(Records excerpted from a collection)
- - -

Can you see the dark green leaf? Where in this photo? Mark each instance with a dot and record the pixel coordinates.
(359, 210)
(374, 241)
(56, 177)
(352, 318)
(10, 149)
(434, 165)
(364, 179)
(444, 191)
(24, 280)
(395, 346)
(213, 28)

- - -

* _Exercise instructions_:
What you write must match the records above line for line.

* _Task output_:
Can you see the dark green leaf? Where in this photo? Mark each instance with a dot and record the pixel coordinates.
(359, 210)
(374, 241)
(56, 177)
(352, 318)
(10, 149)
(434, 165)
(364, 179)
(444, 191)
(24, 280)
(395, 346)
(213, 28)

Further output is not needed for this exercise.